##### Material for the task #####
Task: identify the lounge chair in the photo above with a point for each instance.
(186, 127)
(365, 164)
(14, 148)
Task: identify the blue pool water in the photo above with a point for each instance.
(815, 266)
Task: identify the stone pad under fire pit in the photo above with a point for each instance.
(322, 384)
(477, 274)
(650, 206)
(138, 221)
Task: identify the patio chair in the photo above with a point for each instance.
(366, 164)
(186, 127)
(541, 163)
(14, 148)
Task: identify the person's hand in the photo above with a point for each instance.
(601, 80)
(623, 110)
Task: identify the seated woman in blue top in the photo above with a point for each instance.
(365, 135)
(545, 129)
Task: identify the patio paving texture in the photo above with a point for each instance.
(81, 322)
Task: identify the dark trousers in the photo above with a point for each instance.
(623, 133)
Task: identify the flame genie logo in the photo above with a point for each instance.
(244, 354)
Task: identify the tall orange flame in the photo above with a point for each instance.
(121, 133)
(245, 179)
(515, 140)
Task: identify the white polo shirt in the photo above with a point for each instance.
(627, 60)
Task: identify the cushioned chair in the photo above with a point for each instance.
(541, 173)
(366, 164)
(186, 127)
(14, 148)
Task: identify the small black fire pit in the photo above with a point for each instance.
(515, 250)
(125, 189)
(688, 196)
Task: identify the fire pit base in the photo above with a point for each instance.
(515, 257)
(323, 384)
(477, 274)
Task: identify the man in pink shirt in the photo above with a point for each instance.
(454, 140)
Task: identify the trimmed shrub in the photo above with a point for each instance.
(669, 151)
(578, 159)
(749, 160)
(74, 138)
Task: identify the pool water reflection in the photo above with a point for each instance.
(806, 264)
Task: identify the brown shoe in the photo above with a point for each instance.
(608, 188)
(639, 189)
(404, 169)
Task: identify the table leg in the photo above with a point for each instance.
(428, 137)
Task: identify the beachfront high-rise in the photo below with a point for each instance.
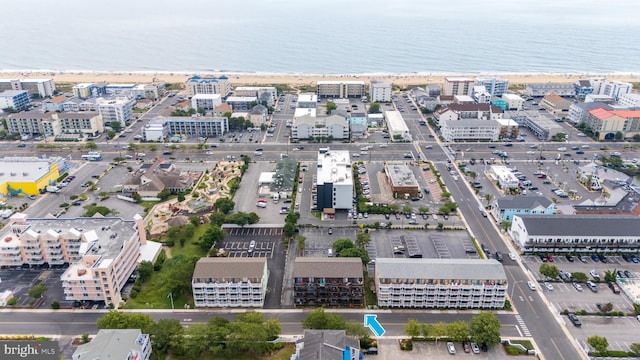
(208, 85)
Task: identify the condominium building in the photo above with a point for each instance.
(15, 99)
(308, 127)
(56, 125)
(379, 91)
(119, 109)
(230, 282)
(494, 86)
(340, 89)
(36, 87)
(397, 127)
(440, 283)
(116, 344)
(470, 130)
(102, 253)
(208, 85)
(205, 101)
(576, 234)
(457, 86)
(539, 90)
(334, 179)
(328, 281)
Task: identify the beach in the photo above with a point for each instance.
(248, 79)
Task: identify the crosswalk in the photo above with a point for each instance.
(523, 326)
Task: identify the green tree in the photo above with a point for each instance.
(331, 106)
(550, 271)
(37, 291)
(413, 328)
(145, 269)
(320, 320)
(119, 320)
(342, 244)
(599, 343)
(458, 331)
(485, 328)
(212, 236)
(224, 205)
(356, 252)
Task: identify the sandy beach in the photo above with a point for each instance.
(401, 80)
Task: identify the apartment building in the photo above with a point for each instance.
(606, 123)
(340, 89)
(494, 86)
(102, 253)
(328, 281)
(440, 283)
(576, 234)
(116, 344)
(15, 99)
(457, 86)
(230, 282)
(54, 125)
(208, 85)
(309, 126)
(470, 130)
(505, 208)
(35, 87)
(379, 91)
(334, 179)
(539, 90)
(118, 109)
(206, 101)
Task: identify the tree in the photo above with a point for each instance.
(342, 244)
(413, 328)
(485, 328)
(331, 106)
(356, 252)
(458, 331)
(213, 234)
(145, 269)
(320, 320)
(550, 271)
(224, 205)
(118, 320)
(37, 291)
(599, 343)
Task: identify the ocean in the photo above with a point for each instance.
(322, 37)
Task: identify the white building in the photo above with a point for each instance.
(205, 101)
(119, 109)
(40, 87)
(457, 86)
(334, 180)
(629, 100)
(307, 126)
(398, 130)
(503, 176)
(576, 234)
(116, 344)
(380, 91)
(230, 282)
(440, 283)
(514, 102)
(470, 130)
(340, 89)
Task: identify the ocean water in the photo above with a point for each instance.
(322, 37)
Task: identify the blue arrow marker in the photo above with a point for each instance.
(371, 321)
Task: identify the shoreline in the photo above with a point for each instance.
(294, 79)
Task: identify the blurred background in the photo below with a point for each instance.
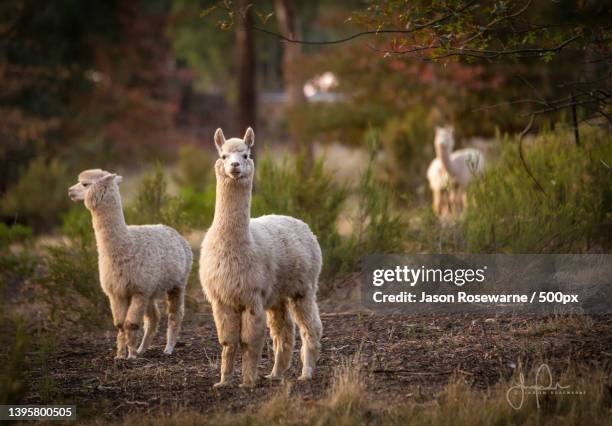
(344, 115)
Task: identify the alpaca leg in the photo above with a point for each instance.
(252, 339)
(282, 331)
(306, 314)
(176, 311)
(436, 202)
(227, 321)
(119, 307)
(151, 324)
(133, 319)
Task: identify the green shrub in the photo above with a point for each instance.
(40, 196)
(17, 258)
(70, 282)
(377, 227)
(154, 205)
(198, 206)
(508, 213)
(13, 384)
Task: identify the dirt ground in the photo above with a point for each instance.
(404, 357)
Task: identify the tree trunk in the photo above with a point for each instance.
(294, 82)
(292, 52)
(245, 70)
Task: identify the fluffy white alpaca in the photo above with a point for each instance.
(253, 268)
(138, 264)
(451, 171)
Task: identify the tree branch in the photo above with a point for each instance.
(416, 28)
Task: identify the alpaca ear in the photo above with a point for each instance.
(249, 137)
(109, 178)
(219, 139)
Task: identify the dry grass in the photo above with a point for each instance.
(349, 403)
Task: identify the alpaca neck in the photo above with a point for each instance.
(443, 154)
(233, 211)
(110, 228)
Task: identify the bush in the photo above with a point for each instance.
(153, 204)
(40, 196)
(376, 227)
(70, 282)
(17, 264)
(508, 213)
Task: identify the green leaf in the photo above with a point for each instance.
(207, 11)
(264, 18)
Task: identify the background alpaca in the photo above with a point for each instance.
(451, 171)
(138, 264)
(249, 267)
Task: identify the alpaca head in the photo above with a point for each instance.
(445, 137)
(235, 156)
(95, 186)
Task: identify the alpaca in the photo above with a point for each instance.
(138, 265)
(251, 269)
(452, 170)
(440, 186)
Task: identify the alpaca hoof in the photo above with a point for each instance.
(247, 385)
(274, 377)
(306, 374)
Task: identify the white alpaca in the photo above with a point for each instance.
(138, 264)
(253, 268)
(451, 171)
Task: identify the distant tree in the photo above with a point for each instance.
(573, 37)
(245, 68)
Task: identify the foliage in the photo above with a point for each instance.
(17, 261)
(508, 213)
(377, 228)
(40, 195)
(70, 282)
(14, 338)
(197, 186)
(153, 204)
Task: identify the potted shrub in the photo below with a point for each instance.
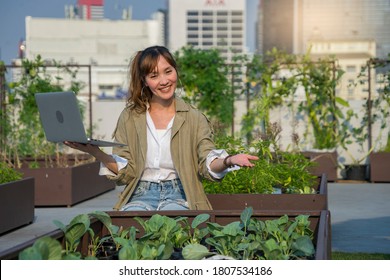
(307, 89)
(279, 180)
(16, 199)
(61, 179)
(379, 112)
(157, 235)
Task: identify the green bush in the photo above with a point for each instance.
(8, 174)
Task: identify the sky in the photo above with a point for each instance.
(14, 12)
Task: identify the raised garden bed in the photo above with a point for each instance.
(282, 202)
(319, 224)
(66, 186)
(16, 204)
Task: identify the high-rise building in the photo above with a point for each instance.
(208, 24)
(86, 9)
(292, 24)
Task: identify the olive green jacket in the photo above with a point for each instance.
(191, 142)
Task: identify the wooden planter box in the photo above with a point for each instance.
(16, 204)
(319, 223)
(356, 172)
(380, 167)
(280, 202)
(66, 186)
(327, 163)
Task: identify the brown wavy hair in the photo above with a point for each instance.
(143, 63)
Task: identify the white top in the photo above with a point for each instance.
(159, 165)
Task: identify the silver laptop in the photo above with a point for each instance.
(61, 119)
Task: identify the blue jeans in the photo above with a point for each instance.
(148, 196)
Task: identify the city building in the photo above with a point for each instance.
(292, 24)
(105, 45)
(351, 31)
(208, 24)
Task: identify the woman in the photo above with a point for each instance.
(169, 143)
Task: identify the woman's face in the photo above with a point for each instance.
(162, 80)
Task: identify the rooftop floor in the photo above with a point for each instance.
(360, 217)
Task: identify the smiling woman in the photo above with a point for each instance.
(169, 144)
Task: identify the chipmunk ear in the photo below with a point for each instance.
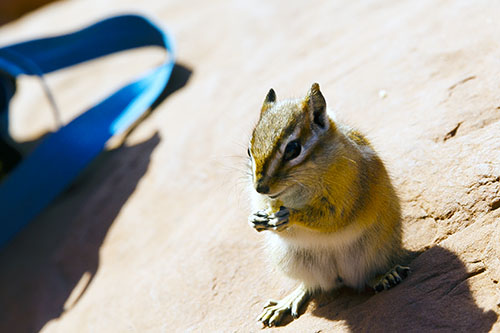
(269, 101)
(316, 106)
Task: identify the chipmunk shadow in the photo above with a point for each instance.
(434, 297)
(48, 266)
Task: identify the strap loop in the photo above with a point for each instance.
(55, 163)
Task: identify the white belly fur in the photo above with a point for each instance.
(326, 261)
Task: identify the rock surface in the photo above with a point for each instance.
(153, 237)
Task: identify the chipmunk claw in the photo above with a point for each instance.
(274, 311)
(263, 220)
(392, 278)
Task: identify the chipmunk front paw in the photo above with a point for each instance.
(266, 220)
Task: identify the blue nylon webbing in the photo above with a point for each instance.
(54, 164)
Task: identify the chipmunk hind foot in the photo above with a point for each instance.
(390, 279)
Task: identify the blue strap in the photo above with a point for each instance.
(55, 163)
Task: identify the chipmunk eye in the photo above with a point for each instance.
(292, 150)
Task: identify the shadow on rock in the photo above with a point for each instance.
(434, 297)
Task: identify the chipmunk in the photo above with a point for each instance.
(326, 199)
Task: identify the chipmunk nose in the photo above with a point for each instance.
(262, 188)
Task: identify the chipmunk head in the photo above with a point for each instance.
(283, 140)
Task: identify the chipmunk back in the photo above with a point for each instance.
(326, 200)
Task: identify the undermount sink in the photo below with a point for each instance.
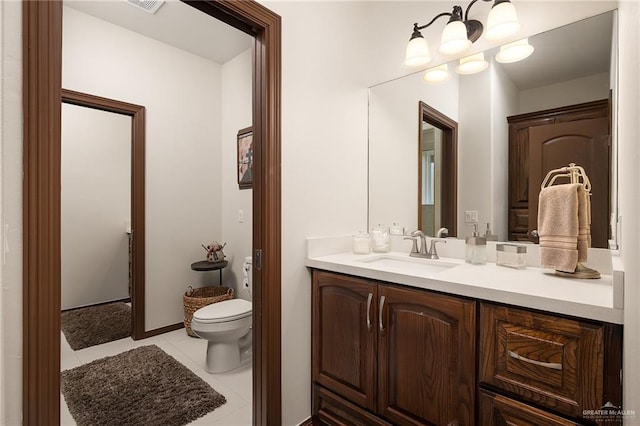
(413, 264)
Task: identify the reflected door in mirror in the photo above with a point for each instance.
(437, 171)
(524, 186)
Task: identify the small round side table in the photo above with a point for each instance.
(205, 265)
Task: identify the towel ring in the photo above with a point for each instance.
(576, 174)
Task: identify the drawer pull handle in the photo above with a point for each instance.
(552, 365)
(369, 297)
(380, 313)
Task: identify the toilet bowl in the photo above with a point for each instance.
(226, 326)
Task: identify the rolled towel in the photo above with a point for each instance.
(558, 226)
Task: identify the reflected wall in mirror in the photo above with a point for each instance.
(571, 65)
(437, 171)
(102, 203)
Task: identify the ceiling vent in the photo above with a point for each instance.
(149, 6)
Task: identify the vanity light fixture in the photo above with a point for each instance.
(472, 64)
(437, 74)
(514, 52)
(460, 32)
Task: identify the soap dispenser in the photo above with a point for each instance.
(476, 248)
(489, 235)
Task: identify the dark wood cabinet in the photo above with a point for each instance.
(528, 164)
(344, 336)
(401, 354)
(498, 410)
(389, 354)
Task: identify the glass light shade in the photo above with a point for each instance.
(472, 64)
(437, 74)
(417, 52)
(514, 52)
(502, 22)
(454, 39)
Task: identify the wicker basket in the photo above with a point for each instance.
(196, 298)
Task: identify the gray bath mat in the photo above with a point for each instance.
(95, 325)
(143, 386)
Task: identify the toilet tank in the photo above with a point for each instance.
(247, 269)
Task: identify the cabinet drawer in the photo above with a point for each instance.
(551, 361)
(497, 410)
(331, 409)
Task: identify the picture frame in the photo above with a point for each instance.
(245, 158)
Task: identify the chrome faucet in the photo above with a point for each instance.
(432, 253)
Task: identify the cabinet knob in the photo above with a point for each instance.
(380, 313)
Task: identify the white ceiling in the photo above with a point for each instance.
(572, 51)
(175, 23)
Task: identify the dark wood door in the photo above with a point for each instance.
(585, 143)
(426, 372)
(552, 362)
(344, 336)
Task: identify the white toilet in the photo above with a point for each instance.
(226, 326)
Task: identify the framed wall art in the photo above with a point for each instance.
(245, 158)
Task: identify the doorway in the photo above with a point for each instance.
(42, 41)
(560, 139)
(136, 205)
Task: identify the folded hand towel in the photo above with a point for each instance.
(558, 226)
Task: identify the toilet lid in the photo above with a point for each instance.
(227, 310)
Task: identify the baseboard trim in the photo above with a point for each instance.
(125, 300)
(163, 330)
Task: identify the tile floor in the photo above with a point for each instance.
(235, 385)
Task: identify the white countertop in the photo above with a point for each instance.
(533, 287)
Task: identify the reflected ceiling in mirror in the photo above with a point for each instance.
(570, 65)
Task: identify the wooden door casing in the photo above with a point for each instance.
(585, 143)
(498, 410)
(344, 336)
(425, 372)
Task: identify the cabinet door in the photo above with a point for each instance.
(427, 344)
(344, 336)
(497, 410)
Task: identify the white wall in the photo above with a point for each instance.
(95, 204)
(474, 152)
(181, 93)
(324, 161)
(591, 88)
(504, 99)
(236, 115)
(390, 24)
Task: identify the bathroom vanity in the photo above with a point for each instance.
(399, 340)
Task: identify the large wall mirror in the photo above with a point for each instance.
(571, 76)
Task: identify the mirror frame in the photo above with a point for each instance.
(449, 186)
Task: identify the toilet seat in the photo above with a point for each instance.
(225, 311)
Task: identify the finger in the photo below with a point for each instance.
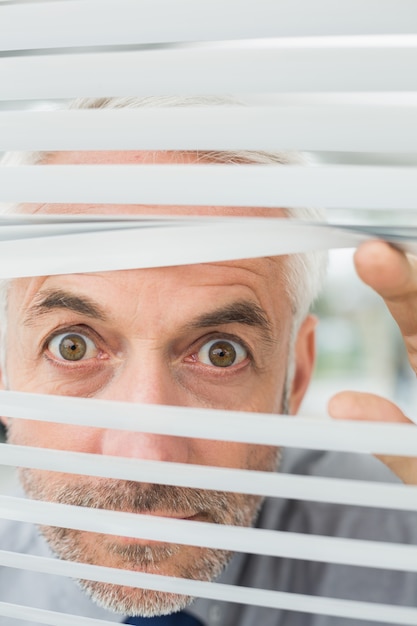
(356, 405)
(368, 407)
(393, 275)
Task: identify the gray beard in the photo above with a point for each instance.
(205, 564)
(214, 506)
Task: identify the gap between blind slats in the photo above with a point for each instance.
(327, 128)
(342, 186)
(238, 426)
(336, 550)
(381, 613)
(266, 484)
(62, 24)
(205, 69)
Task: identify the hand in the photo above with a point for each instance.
(393, 275)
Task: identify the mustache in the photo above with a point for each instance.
(135, 497)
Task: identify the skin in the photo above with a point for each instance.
(393, 275)
(143, 356)
(151, 345)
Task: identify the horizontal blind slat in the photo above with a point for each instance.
(380, 613)
(334, 186)
(326, 128)
(268, 484)
(293, 545)
(205, 69)
(239, 426)
(60, 24)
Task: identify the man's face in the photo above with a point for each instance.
(214, 335)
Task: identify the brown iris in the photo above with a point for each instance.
(222, 354)
(72, 348)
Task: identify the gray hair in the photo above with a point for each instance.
(304, 272)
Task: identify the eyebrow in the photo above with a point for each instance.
(240, 312)
(55, 299)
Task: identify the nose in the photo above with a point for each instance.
(149, 382)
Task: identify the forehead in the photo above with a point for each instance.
(131, 157)
(262, 277)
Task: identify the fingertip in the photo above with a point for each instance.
(341, 405)
(381, 266)
(355, 405)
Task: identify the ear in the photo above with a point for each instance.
(304, 357)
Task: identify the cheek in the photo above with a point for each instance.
(238, 456)
(55, 436)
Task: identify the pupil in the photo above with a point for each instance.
(72, 348)
(222, 354)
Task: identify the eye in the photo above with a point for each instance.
(72, 347)
(222, 353)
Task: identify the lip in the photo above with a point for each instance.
(196, 517)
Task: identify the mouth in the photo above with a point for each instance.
(193, 517)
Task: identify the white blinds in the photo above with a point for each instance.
(317, 76)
#####
*What is expected*. Give exactly the lines from the one with "Task: identify the eyebrow" to the end of the entries, nothing before them.

*Completed exercise*.
Task: identify the eyebrow in the photo above with a point for each instance.
(240, 312)
(55, 299)
Task: identify the nose in the photo above with a point for each instance.
(149, 382)
Task: identify the forehead in the photo above with a point for each instance.
(131, 157)
(262, 277)
Task: identify the fingertip in the photo above with a point for each instance.
(341, 405)
(381, 266)
(355, 405)
Task: identify the ear in the photo above with a point for each instance.
(304, 357)
Task: identify the cheek in the photo above with a point for each instance.
(238, 456)
(55, 436)
Task: identify the pupil in the photo above with a point for each instance.
(72, 348)
(222, 354)
Task: identify the eye in the photo above with a point for each instance.
(72, 347)
(222, 353)
Task: identify the lip in the photo above with a point for each instance.
(196, 517)
Task: identify the mouth in the photo above with a point for each instance.
(193, 517)
Task: identify the white blinds in the photo above with a point for each instance.
(317, 76)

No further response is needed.